> _Tasks and exercises_
[1] In the final sentence of the passage on soulmaking below, which words describe what these ideas can be?
[2] Set down the part of the soulmaking passage below that runs from "Conversely, that idea" up to and including "fertile, generative, opening.".

> _Passage_
In that way also, in that idea that our soulmaking includes both this love, and eros, and attraction that we can have towards the Unfabricated, as well as towards the perception of forms, this world, the world of matter -- an idea like that, you know, can come or will come. I think some kind of idea like that will come, I think, just inevitably at some point, organically, out of the whole soulmaking dynamic. As the eros with regard to our perceptions is allowed to infuse and inseminate and expand the perception, expand the ideation, the eros-psyche-logos dynamic, etc., we will begin, at some point, to experience the divinity of our own eros, our own psyche, of the ideas that move in our mind, of what we see. And then an idea, like I've just described -- that our soulmaking is participating in the infinite jñāna, or the soulmaking of the Buddha-nature, or God, or whatever -- that idea will arise naturally. I mean, I've mentioned it quite a few times over recent years.
Conversely, that idea might itself form a seed that stimulates the possibility, and opens, supports the possibility of that kind of perception of our process being divine that way and participating that way. And that idea and that perception, together, then, may fertilize the whole soulmaking dynamic further around, crystallized, or growing, fermenting around that seed or idea, and all kinds of other possibilities open. [1:19:07] So these ideas can be fertile, generative, opening.

> _Supplied material_
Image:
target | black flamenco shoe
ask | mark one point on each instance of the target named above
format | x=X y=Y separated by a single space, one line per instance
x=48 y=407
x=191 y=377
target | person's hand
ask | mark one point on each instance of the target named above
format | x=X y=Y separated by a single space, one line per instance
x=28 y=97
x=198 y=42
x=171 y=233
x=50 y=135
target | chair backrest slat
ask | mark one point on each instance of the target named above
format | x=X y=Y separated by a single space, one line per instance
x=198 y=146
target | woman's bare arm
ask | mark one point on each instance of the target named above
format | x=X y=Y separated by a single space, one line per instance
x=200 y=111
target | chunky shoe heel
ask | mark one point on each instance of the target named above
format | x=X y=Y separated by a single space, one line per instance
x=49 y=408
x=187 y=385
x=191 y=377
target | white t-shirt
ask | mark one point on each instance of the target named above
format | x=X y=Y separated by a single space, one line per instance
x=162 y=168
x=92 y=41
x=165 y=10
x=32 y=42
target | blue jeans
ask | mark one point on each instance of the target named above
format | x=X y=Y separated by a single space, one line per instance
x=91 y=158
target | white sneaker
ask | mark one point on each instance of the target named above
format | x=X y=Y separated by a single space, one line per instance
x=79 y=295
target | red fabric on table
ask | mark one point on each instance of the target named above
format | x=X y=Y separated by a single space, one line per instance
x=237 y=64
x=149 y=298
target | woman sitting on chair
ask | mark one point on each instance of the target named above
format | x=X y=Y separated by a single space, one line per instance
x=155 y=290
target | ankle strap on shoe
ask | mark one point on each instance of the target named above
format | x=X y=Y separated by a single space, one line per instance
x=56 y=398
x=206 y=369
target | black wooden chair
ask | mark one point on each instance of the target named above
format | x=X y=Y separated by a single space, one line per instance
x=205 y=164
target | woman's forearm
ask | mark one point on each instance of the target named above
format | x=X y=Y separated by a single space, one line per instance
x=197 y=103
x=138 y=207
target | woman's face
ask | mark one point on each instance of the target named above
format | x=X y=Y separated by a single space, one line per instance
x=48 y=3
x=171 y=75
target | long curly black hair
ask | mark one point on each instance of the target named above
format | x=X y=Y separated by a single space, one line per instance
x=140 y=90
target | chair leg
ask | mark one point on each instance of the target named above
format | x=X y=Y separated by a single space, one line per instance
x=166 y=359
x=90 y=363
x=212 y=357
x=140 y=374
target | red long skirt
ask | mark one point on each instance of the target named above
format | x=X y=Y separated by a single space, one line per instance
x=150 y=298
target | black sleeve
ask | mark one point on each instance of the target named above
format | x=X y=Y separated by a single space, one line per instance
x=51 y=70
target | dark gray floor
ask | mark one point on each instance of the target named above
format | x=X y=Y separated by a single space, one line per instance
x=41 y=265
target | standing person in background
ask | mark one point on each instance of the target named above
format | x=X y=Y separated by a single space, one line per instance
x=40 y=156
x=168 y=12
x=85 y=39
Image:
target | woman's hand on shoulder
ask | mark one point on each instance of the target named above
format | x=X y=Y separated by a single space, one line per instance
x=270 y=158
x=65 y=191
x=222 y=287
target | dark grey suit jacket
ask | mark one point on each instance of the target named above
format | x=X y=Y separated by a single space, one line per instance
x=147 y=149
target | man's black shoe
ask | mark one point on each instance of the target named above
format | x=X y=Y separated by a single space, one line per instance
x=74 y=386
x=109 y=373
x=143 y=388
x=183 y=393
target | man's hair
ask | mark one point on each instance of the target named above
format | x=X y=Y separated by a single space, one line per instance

> _Task answers_
[1] fertile, generative, opening

[2]
Conversely, that idea might itself form a seed that stimulates the possibility, and opens, supports the possibility of that kind of perception of our process being divine that way and participating that way. And that idea and that perception, together, then, may fertilize the whole soulmaking dynamic further around, crystallized, or growing, fermenting around that seed or idea, and all kinds of other possibilities open. [1:19:07] So these ideas can be fertile, generative, opening.